TEXTE FOURNI:
☆ ☆ ☆

Lu en Mai 2021. Ed. Folio en 2 tomes. 8,5/10


Lire les Misérables, c’est une véritable aventure. C’est se dire que lire une version abrégée, ou un résumé des éléments clés pour la culture G, est une dépense d’énergie insuffisante pour saisir l’essence de ce roman univers.
Ainsi, je cite ces bons mots de la critique de San Felice « J'aimerais pouvoir dire que Les Misérables, ça se lit d'un coup, rapidement, net et sans bavure. Mais c'est faux. On les sent passer, ces 1500 pages. Ce n'est pas une lecture simple. Ce n'est pas toujours passionnant non plus. 
C'est plus que ça.
Les Misérables, c'est tout un continent. »


Un continent en effet… 

Pourtant, les passages narratifs des Misérables sont tout à fait fluides, Victor Hugo possède une plume fantastique et un sens du rebondissement et de la construction narrative à toute épreuve !


Mais voilà, les passages narratifs des Misérables sont entrecoupés de nombreuses et souvent bien longues digressions, qu’elles soient philosophiques, historiques, politiques, descriptives ou même enchevêtrant d’autres narrations dans la principale (Patron-Minette).
Pour exemple, les 100 premières pages du livre forment une digression qui s’étale sur cet évêque ainsi que sur des questions générales sur la spiritualité sans qu'on ne comprenne bien ce que ça vient faire là. Est ce que Hugo s'identifie à ce personnage ? Est ce qu il y voit un flambeau moral ?
En réalité, on ne comprend l’intérêt du personnage que plus tard dans le récit.
D’autres parenthèses comme l'argot sont assez représentatives de ce qui peut agacer chez Hugo. Cette volonté de philosopher sur le monde au milieu d'un roman, ce côté donneur de leçons est un peu pompeux et désagréable.
De même, c'est une idée marrante que de décrire cette fange, les Égouts de Paris, mais c'est fait très sérieusement, sans beaucoup d'humour, avec un goût de l’érudition totale et de la belle lettre plutôt qu’un goût de la lisibilité.


Mais voilà, le fait est que Hugo pense, Hugo écrit, et tout ce qu’il pense, il l’écrit. C’est très intéressant dans l’absolu, Hugo est un fantastique observateur de son époque, un utopiste qui regarde le monde comme il est, ou du moins essaie d’imaginer quel est le vrai monde des bas-fonds, de la populace qui est loin de lui, loin du monde mis en avant par la société.

☆ ☆ ☆

EXTRAITS DE DONNÉES:
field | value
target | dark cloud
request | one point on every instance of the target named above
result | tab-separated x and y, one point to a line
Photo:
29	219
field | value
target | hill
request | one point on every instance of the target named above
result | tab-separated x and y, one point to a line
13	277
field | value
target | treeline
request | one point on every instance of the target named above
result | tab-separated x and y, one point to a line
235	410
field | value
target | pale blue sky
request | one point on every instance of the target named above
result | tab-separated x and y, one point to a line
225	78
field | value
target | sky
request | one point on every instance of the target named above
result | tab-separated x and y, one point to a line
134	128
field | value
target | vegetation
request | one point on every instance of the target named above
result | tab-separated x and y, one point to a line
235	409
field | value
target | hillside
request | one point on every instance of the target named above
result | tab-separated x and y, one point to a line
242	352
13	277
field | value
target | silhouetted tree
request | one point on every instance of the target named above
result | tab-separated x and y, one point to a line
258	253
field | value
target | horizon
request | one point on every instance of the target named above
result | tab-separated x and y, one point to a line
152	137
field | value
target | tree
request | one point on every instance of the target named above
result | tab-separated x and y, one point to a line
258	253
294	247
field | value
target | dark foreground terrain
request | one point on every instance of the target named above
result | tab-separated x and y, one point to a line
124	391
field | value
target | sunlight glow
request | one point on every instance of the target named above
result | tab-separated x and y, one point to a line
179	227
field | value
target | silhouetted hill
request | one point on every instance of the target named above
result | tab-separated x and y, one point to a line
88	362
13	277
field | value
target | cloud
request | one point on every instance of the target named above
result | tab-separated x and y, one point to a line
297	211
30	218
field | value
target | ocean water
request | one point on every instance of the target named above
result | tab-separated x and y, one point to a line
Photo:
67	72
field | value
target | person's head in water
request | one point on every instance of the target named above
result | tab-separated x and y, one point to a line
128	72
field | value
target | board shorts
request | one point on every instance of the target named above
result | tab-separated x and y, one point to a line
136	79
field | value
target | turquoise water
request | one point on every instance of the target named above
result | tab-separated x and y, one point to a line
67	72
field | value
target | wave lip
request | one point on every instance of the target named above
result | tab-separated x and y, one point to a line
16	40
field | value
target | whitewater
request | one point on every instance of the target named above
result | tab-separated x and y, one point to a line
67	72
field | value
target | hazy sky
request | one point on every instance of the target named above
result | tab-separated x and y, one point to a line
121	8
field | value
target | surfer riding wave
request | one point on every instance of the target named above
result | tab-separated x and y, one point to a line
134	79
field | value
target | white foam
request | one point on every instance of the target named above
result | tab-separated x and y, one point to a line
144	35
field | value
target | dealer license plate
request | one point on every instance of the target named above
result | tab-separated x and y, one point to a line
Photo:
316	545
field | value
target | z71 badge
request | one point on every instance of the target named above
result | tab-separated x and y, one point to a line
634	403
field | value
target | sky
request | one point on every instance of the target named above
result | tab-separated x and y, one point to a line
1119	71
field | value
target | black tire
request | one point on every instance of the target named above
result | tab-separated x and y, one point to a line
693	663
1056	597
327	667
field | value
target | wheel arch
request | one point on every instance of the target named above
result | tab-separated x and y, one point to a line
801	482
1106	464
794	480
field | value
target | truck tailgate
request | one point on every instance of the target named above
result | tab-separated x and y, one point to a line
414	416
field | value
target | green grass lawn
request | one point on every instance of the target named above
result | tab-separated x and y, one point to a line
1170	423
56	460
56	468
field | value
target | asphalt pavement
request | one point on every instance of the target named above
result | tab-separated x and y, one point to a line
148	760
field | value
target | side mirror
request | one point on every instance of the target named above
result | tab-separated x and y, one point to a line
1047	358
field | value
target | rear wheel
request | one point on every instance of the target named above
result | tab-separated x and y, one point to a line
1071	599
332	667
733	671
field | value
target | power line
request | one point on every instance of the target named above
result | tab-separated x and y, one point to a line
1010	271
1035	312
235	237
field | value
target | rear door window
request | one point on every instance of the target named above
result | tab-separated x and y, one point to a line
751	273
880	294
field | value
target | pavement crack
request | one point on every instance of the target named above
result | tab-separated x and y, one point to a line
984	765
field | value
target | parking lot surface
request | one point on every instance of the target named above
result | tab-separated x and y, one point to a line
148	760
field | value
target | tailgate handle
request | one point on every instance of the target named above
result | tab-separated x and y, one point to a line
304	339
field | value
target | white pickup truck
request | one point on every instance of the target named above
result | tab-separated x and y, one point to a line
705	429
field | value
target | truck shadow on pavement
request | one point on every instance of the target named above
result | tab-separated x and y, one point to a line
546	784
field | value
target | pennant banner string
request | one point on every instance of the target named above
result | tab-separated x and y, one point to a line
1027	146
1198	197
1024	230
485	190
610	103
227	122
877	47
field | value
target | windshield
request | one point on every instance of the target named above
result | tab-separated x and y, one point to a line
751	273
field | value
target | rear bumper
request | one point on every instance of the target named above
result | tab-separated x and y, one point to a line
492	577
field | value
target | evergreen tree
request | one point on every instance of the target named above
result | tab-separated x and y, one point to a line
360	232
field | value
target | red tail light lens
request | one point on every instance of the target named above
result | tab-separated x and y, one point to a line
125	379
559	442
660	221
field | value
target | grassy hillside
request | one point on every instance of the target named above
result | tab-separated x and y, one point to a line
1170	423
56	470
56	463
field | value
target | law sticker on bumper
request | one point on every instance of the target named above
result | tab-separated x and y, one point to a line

☆ ☆ ☆

TÂCHE COURTE 1:
D'après la critique des Misérables, dans quelle édition et en combien de tomes le roman a-t-il été lu ?
TÂCHE COURTE 2:
Reprenez la critique des Misérables à la suite de sa dernière phrase.

RÉPONSE 1:
Dans l'édition Folio, en 2 tomes.

RÉPONSE 2:
Mais « n’aurait-il pas mieux fait de mettre ça plutôt dans des essais que seuls les docteurs ès lettres auraient lu ? » (Plume123)


Parce que moi, quand je commence à lire un roman, j’ai d’abord envie de suivre l’histoire, les digressions sur tous les sujets, j’aime quand elles sont secondaires quand elles apportent manifestement quelque chose à la narration, or ici, on a parfois la sensation qu’elles prennent le pas sur le récit tant elles sont nombreuses et longues, à l’image du début de la deuxième partie où Hugo se fait un petit plaisir « Iliadesque » de nous raconter la bataille de Waterloo et sa genèse, en entier. Je me suis donc dis dès le début, qu’il faudra souvent prendre mon mal en patience, essayer de comprendre le sens des digressions Hugoliennes, manquant parfois de discernement sur l'importance du détail qu’il nous jette au visage, mais pourquoi pas, les descriptions de Hugo, c’est le Réalisme incomplet trahi par le Romantisme.


Mais Les Misérables, c’est aussi et surtout une fresque épique sur le monde du XIXème siècle, donc rien de tout ça n’est gratuit et tout, je le répète, est formidablement bien écrit.


Ainsi, la force des Misérables, ce sont ses personnages et en premier lieu, Les Misérables c’est l’histoire de Jean Valjean. Un homme qui a subi la misère puis l'excessive sévérité judiciaire. C’est un misérable dans le sens de Malheureux. Ce n’est pas le seul malheureux. Fantine, qui est caractérisée par une naiveté virginale dans sa description première, est une fille-mère sur qui se sont abattues toutes les misères du monde. Sa fille Cosette n’est heureusement pas la successeuse de cette misère quoique elle soit d’abord élevée par les Thénardier, dont le père est le véritable Misérable, au sens d’ordure, du roman. En effet, Cosette, en tant que petite fille ne pouvait pas être laissée dans la misère, sa situation initiale qui inspire beaucoup de compassion est vraiment terrible, Hugo lui, est trop amoureux de sa fille Léopoldine pour pouvoir laisser une telle enfant dans la misère.


Ainsi, Jean Valjean, revenu dans le droit chemin après sa rencontre avec l’évêque et la chute de « Petit-Gervais », devient une sorte de saint. C’est lui, après avoir fait fortune en tant que M.Madeleine et s’être de nouveau évadé du bagne, qui sauvera Cosette en faisant d’elle sa fille d’adoption.


Après la mort de Fantine qui est d'une brutalité extrême, on ne veut que le bien de Jean Valjean, un misérable qui tente de survivre dans un monde de Misérables. Et les moments manifestes de bonheur entre les deux personnages ont été un pur plaisir pour moi. Les voir s’épanouir tous les deux, après m’être déjà attaché à Valjean et la toute mignonne petite Cosette, c’est la panacée.


Malheureusement pour Valjean, il a comme antagoniste principal un dénommé Javert, inspecteur de police, seulement mû par le rigorisme de sa morale : le Mal c’est ce qui enfreint la loi des hommes. Javert est détestable mais c’est aussi et peut-être mon personnage préféré, qui possède la fin la plus nuancée du roman, la plus inattendue, la plus géniale.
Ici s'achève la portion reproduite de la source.